:: WORK TO COMPLETE ::
A) According to the origami text below, where and when did origami originate?
B) Rewrite the paragraph of the origami text below that begins "The Miura-ori is a fundamental fold" as a short bulleted list that keeps its main facts.

──────── TEXT FOR ANALYSIS ────────

Origami, literally meaning “folding paper,” is an art form that originated in 17th-century Japan. Its key principle – taking two-dimensional sheets and transforming them into a near-endless variety of objects – has been taken to new theoretical extremes in a study published in Nature Materials. The authors of this study have concluded that one particular fold – the Miura-ori – could be used to make a huge range of objects, including pop-up furniture and medical devices, from a flat “sheet” of material.
The Miura-ori is a fundamental fold, one that is already used in origami to make a range of shapes and forms. It is a type of “mountain-valley” fold, one that can be packed into a flat, compact shape and unfolded in one fluid, continuous motion. The researchers note that, because of its smooth unfolding mechanism, this shape has already been proposed for use in solar sails, a form of spacecraft propulsion that uses radiation pressure to push large, ultra-thin mirrors through space.
Lead author of this study, Lakshminarayanan Mahadevan, professor of applied mathematics and physics at the Harvard John A. Paulson School of Engineering and Applied Sciences (SEAS), wanted to take this concept further. “Could this simple [Miura-ori] folding pattern serve as a template for more complicated shapes, such as saddles, spheres, cylinders, and helices?" asked Mahadevan in a statement.

──────── ENTRIES SUPPLIED ────────

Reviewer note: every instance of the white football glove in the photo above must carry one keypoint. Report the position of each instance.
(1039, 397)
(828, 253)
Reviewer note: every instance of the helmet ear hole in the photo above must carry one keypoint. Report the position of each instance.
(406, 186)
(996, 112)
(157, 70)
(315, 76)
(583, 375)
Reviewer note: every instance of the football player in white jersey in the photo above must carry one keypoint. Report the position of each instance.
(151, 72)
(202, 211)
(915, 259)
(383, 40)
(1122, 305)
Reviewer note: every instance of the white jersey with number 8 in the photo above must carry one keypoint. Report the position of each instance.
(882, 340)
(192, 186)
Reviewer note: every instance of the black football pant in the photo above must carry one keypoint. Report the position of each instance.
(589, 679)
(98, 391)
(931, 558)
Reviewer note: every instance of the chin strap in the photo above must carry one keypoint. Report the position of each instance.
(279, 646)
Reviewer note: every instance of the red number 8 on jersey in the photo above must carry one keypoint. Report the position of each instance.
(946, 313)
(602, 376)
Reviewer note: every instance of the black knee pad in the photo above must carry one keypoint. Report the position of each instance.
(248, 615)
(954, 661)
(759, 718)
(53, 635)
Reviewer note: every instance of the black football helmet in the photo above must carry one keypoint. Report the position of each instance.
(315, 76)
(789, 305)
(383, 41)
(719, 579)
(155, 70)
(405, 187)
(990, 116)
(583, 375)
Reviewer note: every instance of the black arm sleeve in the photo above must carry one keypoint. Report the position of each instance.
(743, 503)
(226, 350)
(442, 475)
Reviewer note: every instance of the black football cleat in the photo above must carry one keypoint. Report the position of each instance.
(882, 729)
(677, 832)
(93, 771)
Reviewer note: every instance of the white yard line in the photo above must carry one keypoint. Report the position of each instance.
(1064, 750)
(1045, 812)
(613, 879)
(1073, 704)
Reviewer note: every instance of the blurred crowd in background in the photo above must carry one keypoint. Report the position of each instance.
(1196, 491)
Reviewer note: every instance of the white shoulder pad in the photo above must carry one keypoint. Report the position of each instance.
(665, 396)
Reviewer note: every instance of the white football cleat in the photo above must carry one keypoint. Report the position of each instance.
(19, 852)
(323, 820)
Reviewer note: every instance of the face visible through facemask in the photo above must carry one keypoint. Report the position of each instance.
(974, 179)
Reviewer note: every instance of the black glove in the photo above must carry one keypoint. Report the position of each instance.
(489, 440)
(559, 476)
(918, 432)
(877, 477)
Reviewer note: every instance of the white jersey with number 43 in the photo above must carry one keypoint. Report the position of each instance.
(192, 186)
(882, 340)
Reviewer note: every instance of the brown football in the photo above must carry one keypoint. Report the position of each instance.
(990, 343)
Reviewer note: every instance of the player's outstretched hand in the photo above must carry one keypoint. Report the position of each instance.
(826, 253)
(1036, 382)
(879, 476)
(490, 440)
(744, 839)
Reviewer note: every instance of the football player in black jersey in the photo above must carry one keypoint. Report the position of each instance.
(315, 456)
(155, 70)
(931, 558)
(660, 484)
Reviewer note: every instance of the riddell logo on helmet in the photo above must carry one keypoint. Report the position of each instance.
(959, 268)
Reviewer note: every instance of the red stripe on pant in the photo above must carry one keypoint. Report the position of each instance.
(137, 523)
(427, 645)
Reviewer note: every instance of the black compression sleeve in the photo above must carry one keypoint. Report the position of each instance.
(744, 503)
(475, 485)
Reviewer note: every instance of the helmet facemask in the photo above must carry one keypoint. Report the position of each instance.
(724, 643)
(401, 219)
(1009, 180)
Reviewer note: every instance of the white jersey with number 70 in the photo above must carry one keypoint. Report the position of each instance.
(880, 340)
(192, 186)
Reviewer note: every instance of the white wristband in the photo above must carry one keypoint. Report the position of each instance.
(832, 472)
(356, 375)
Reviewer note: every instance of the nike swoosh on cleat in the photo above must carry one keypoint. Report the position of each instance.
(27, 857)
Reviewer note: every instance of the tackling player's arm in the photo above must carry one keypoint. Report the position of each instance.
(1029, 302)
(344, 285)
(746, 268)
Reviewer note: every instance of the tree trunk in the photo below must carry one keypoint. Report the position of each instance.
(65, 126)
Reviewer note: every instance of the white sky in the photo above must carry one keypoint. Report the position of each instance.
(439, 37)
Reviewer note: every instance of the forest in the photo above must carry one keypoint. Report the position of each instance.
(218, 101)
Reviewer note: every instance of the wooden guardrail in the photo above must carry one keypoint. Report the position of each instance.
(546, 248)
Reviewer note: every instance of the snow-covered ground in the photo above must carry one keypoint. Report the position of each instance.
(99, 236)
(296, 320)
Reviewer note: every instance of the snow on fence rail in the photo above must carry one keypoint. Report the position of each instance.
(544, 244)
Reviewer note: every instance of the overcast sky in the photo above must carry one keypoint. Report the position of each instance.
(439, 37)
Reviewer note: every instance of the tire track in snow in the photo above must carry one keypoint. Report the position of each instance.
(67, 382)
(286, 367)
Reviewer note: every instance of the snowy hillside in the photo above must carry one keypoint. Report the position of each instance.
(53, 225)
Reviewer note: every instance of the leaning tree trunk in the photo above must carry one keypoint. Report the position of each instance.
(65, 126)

────────

:: ANSWERS TO THE TASKS ::
A) Origami originated in 17th-century Japan.

B)
- The Miura-ori is a fundamental fold already used in origami to make a range of shapes and forms.
- It is a "mountain-valley" fold that packs into a flat, compact shape and unfolds in one fluid, continuous motion.
- Because it unfolds smoothly, it has already been proposed for solar sails, a form of spacecraft propulsion that uses radiation pressure to push large, ultra-thin mirrors through space.